**What to do**
Lay out every line of the data below as a numbered list, leaving out any blank lines.

**Pointing dataset records**
********************
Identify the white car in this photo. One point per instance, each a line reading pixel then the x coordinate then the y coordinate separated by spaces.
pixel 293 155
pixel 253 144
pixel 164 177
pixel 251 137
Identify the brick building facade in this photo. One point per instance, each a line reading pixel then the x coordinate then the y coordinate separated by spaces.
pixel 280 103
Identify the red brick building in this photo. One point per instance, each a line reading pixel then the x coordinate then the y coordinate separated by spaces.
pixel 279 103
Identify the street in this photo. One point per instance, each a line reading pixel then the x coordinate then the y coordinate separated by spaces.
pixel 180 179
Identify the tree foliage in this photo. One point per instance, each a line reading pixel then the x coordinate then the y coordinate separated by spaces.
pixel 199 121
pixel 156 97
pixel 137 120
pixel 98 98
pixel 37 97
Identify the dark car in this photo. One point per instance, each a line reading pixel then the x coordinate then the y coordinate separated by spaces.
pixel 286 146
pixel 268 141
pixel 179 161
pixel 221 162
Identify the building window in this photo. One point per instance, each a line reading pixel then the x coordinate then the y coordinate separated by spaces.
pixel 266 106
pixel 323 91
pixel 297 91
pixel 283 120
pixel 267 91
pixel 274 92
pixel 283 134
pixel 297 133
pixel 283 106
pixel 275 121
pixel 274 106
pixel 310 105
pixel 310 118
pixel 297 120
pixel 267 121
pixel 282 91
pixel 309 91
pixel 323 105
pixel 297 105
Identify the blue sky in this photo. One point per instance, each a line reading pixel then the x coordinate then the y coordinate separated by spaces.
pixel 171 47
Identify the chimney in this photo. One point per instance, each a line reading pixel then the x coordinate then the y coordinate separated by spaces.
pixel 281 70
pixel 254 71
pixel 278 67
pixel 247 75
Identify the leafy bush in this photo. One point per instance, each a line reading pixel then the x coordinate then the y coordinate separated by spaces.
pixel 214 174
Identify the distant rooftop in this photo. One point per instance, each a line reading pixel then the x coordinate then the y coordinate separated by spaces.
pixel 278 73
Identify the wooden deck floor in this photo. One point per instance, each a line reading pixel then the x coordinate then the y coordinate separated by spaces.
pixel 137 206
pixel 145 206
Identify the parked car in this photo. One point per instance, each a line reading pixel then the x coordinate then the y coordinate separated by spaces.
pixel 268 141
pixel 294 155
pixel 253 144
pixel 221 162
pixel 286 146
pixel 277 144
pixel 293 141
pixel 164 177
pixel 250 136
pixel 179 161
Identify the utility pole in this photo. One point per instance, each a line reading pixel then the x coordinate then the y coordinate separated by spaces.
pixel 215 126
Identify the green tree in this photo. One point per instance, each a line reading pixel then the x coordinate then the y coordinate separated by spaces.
********************
**Written response**
1. Identify the white car in this photo. One point per instance, each a line reading pixel then the x coordinate then the y coordinate separated by spaces.
2. pixel 293 155
3. pixel 253 144
4. pixel 164 177
5. pixel 251 137
6. Identify the brick building facade in this photo. One point per instance, each a line reading pixel then the x coordinate then the y coordinate separated by spaces.
7. pixel 280 103
8. Identify the red brick building in this photo. One point per instance, each a line reading pixel then the x coordinate then the y coordinate separated by spaces.
9. pixel 279 103
10. Identify the street in this photo. One point per instance, each a line reading pixel then the x coordinate then the y coordinate separated by spaces.
11. pixel 180 179
12. Identify the tree foliage in this photo. One point per instance, each a line reading pixel then the x coordinate then the y coordinate separated by spaces.
13. pixel 199 121
14. pixel 156 97
15. pixel 137 120
16. pixel 98 98
17. pixel 37 97
18. Identify the dark car in this photo. One point per instance, each a line reading pixel then the x coordinate then the y coordinate separated by spaces.
19. pixel 286 146
20. pixel 268 141
21. pixel 179 161
22. pixel 221 162
23. Identify the building window in this photo. One point per instance, each a line reading pixel then the x coordinate then the y coordinate separated by spaces.
24. pixel 266 106
25. pixel 323 91
26. pixel 297 91
27. pixel 283 120
28. pixel 267 91
29. pixel 274 92
30. pixel 283 134
31. pixel 297 133
32. pixel 283 106
33. pixel 275 121
34. pixel 274 106
35. pixel 310 105
36. pixel 310 118
37. pixel 297 120
38. pixel 267 121
39. pixel 282 91
40. pixel 309 91
41. pixel 323 105
42. pixel 297 105
43. Identify the blue sky in this photo. One point per instance, each a line reading pixel then the x coordinate then the y coordinate separated by spaces.
44. pixel 171 47
45. Identify the chimney in this photo. One point per instance, each a line reading pixel then the x coordinate then the y coordinate separated by spaces.
46. pixel 281 70
47. pixel 254 71
48. pixel 278 67
49. pixel 247 75
50. Identify the leafy bush in this photo. One point per instance, each a line reading pixel then the x coordinate then the y coordinate separated by spaces.
51. pixel 214 174
52. Identify the distant rooftop in this photo. One point per instance, each a line reading pixel then the x coordinate then the y coordinate separated by spaces.
53. pixel 278 73
54. Identify the wooden deck floor in this photo. One point per instance, each a line reading pixel then the x coordinate then the y coordinate separated by spaces.
55. pixel 137 206
56. pixel 145 206
57. Identify the parked car in this photo. One point per instance, each a line reading pixel then the x coordinate then the y coordinate separated by spaces.
58. pixel 268 141
59. pixel 294 155
60. pixel 253 144
61. pixel 221 162
62. pixel 286 146
63. pixel 277 144
64. pixel 293 141
65. pixel 164 177
66. pixel 250 136
67. pixel 179 161
68. Identify the utility pole in this photo. One point per instance, each a line reading pixel then the x coordinate then the y coordinate separated by spaces.
69. pixel 215 126
70. Identify the green tree in this photo. One point per instance, each a line reading pixel then the x coordinate then the y coordinate separated by spaces.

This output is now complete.